**SUPPLIED RECORDS:**

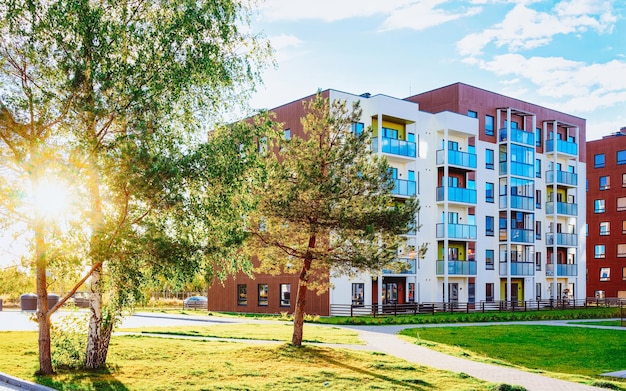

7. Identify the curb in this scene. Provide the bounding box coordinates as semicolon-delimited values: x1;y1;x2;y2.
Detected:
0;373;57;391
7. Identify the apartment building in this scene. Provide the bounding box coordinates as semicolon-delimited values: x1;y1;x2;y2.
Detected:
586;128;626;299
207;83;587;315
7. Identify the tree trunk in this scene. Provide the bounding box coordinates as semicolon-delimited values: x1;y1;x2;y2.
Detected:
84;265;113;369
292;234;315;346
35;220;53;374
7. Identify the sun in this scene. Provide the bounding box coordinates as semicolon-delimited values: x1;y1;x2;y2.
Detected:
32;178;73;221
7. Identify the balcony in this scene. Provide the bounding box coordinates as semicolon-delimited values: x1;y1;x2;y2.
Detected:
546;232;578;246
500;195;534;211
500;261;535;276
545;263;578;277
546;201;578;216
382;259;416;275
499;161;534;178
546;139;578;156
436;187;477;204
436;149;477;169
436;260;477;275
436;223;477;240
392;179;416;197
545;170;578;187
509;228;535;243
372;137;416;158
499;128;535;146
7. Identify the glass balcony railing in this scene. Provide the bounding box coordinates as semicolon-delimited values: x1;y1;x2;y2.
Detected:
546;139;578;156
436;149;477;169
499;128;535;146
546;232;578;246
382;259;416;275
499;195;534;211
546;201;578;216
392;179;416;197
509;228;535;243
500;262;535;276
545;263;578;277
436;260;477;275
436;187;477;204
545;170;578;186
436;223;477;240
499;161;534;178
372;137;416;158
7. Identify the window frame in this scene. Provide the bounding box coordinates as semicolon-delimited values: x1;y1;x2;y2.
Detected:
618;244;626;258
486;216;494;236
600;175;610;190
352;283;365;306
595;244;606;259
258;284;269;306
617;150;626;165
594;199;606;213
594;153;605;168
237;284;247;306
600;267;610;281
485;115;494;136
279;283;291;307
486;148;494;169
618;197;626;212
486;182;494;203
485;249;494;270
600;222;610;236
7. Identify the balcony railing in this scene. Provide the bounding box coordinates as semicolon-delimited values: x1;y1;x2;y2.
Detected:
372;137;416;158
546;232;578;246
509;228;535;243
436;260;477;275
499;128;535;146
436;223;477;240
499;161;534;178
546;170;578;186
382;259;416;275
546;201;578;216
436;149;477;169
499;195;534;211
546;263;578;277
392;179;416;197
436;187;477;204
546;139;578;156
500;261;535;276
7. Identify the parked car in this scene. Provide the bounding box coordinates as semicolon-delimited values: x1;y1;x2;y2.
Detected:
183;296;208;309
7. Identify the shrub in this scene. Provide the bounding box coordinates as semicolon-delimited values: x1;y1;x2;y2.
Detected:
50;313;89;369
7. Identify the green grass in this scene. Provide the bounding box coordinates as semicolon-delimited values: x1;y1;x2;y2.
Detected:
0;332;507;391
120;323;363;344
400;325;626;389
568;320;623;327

==

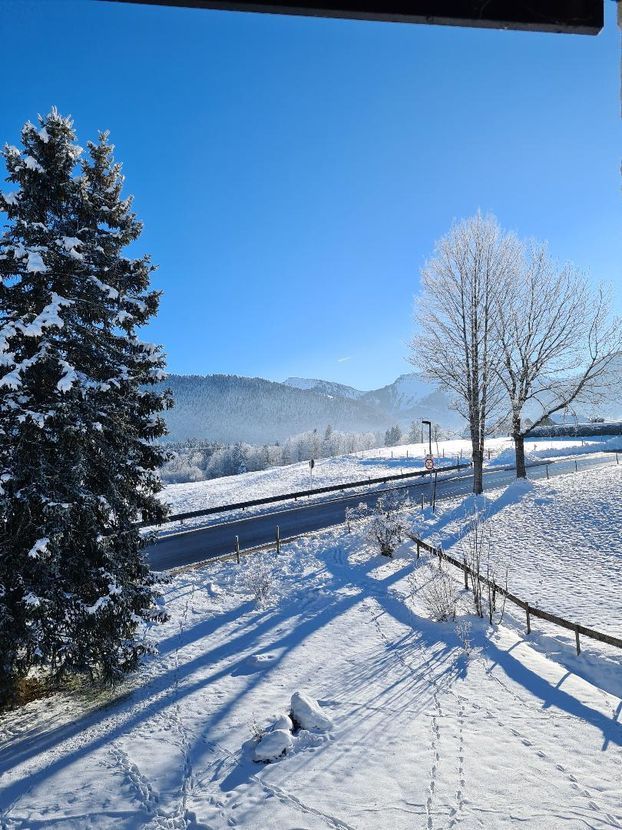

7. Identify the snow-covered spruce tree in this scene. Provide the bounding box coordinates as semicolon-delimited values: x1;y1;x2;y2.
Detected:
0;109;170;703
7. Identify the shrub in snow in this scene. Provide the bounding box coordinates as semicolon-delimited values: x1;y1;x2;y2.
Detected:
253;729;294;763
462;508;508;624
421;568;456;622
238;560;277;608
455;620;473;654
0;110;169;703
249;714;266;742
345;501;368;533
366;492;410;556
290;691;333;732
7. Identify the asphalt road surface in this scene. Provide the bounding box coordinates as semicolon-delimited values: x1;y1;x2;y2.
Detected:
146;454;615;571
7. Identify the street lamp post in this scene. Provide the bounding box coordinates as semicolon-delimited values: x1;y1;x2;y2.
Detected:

**TASK DIRECTIONS:**
Write out each line of the data that holds the string "balcony".

**SOLUTION FOR THIS PROBLEM:**
7. Identify the balcony in this scene. Provide the bounding box coordinates as semicolon-delimited values: x1;y1;x2;y2.
7. Identify the glass balcony railing in this scene. Provide the bounding box coordinates as semicolon-delimited values: x1;y1;x2;y2.
7. Identify the balcony railing in this scene. Provide the bounding box coordinates as semicolon-delimited values: x1;y1;x2;y2.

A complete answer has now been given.